DESCRIPTION OF THE TASK: Taking the line that contains "drop a point: the backpack strap" as the starting point, give again exactly every line up to and including the last line of the records below.

*** DATA RECORDS ***

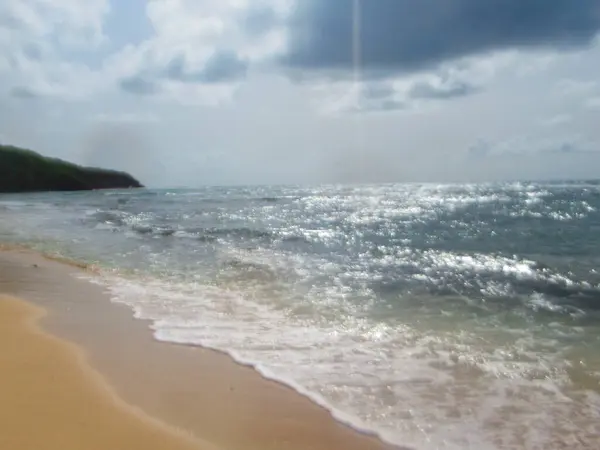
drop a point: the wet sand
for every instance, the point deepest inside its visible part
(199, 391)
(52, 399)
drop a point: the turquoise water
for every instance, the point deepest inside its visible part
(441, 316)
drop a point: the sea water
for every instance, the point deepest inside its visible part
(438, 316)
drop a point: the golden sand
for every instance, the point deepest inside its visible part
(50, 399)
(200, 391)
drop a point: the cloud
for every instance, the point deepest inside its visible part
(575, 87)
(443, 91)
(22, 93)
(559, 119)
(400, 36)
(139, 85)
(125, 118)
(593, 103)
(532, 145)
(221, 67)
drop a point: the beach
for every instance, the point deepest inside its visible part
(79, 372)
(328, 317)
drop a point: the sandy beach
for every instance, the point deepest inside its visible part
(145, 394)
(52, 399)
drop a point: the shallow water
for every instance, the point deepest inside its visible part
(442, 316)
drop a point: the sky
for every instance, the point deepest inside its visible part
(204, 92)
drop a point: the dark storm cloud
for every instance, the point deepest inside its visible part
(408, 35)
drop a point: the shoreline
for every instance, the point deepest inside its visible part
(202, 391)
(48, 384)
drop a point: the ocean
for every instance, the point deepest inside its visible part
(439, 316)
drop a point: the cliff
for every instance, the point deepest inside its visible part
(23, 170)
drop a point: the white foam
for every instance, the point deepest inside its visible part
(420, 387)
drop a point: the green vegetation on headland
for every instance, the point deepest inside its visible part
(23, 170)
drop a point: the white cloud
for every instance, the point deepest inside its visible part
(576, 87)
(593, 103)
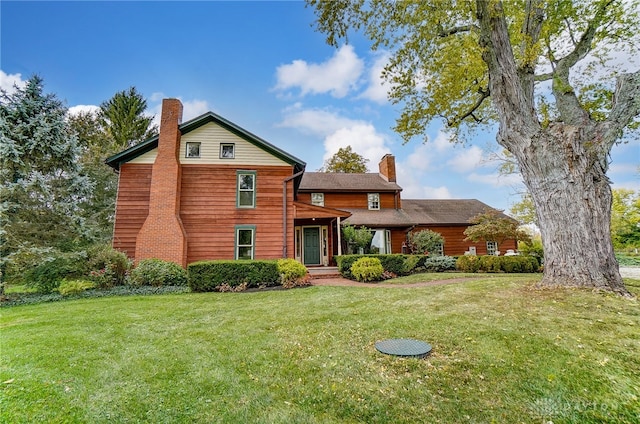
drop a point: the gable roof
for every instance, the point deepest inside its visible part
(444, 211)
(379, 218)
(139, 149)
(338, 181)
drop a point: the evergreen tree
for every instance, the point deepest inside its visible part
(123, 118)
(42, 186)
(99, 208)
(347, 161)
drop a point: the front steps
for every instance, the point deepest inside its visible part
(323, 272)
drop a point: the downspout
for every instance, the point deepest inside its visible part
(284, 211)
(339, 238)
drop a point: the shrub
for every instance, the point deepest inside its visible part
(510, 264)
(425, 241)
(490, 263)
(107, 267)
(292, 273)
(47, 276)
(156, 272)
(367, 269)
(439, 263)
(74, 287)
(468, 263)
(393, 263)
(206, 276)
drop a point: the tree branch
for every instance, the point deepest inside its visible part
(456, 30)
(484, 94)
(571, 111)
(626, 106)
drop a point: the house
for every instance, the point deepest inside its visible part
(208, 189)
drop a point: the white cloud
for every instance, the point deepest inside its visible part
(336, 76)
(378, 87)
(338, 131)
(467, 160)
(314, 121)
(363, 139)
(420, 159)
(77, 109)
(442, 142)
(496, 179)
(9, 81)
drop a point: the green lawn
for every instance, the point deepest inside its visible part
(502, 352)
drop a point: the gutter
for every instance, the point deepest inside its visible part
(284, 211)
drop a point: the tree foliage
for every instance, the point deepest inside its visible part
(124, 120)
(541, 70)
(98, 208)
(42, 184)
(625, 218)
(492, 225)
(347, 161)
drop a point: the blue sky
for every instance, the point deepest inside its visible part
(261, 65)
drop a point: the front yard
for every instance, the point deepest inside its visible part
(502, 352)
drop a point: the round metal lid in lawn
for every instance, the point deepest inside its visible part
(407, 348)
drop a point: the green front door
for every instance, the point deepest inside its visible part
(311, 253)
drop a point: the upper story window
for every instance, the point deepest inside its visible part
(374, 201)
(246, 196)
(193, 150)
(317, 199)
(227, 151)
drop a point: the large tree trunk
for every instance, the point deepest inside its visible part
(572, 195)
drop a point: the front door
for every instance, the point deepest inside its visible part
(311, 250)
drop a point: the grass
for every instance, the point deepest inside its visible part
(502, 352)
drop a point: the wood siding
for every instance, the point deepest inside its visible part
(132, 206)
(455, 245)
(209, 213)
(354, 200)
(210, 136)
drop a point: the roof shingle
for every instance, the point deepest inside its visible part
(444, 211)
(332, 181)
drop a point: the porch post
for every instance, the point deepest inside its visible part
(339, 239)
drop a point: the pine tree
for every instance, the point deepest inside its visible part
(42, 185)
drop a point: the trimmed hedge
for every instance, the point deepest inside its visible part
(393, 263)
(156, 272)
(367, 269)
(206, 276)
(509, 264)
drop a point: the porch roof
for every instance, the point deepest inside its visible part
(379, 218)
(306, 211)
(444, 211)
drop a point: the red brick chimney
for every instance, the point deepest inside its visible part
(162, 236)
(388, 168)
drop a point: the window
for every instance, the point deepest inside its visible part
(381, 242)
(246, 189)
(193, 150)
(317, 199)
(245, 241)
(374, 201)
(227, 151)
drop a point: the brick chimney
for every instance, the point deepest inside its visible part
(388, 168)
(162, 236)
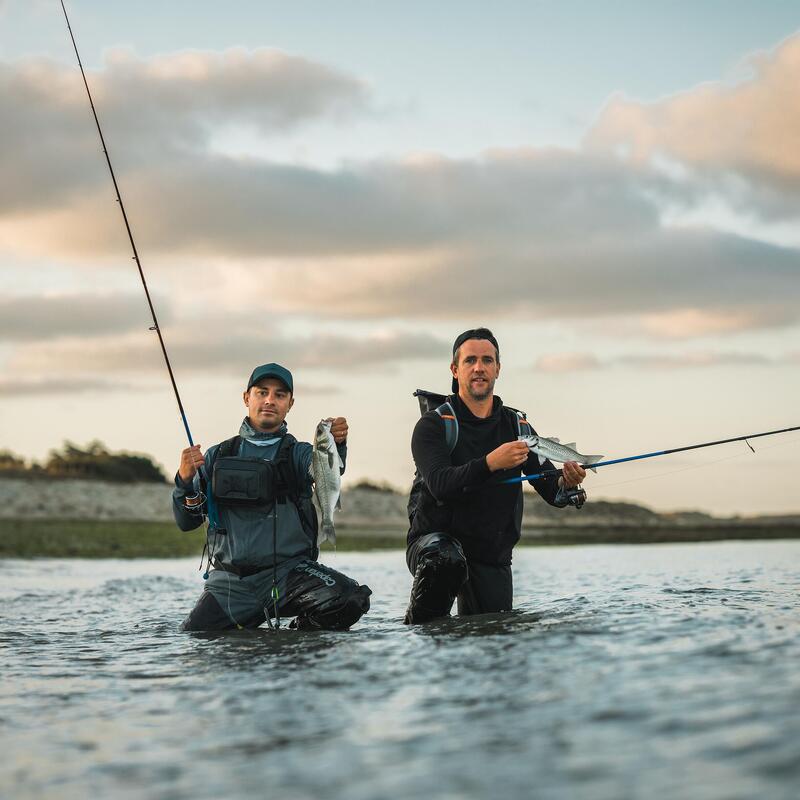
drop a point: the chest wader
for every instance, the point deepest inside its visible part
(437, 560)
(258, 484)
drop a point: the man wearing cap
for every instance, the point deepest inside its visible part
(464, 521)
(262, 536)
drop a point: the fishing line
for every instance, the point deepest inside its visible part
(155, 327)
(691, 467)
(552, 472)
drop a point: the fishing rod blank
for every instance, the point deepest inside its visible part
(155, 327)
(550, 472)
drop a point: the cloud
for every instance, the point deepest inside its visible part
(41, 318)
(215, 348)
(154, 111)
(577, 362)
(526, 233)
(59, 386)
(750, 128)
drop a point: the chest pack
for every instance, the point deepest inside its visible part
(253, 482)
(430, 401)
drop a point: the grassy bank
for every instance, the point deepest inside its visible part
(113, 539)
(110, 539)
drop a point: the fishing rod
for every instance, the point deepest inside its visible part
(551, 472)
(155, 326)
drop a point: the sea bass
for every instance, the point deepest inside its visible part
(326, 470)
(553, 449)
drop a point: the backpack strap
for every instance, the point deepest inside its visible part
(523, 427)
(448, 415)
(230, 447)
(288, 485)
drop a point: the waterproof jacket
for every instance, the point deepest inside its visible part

*** End of DATA RECORDS ***

ANSWER FOR THE TASK:
drop a point: the backpack strap
for every instance, the point deepest inside its visible part
(523, 427)
(448, 415)
(230, 447)
(288, 485)
drop a point: the waterproof jacket
for every instance, the point deepest inside its visible part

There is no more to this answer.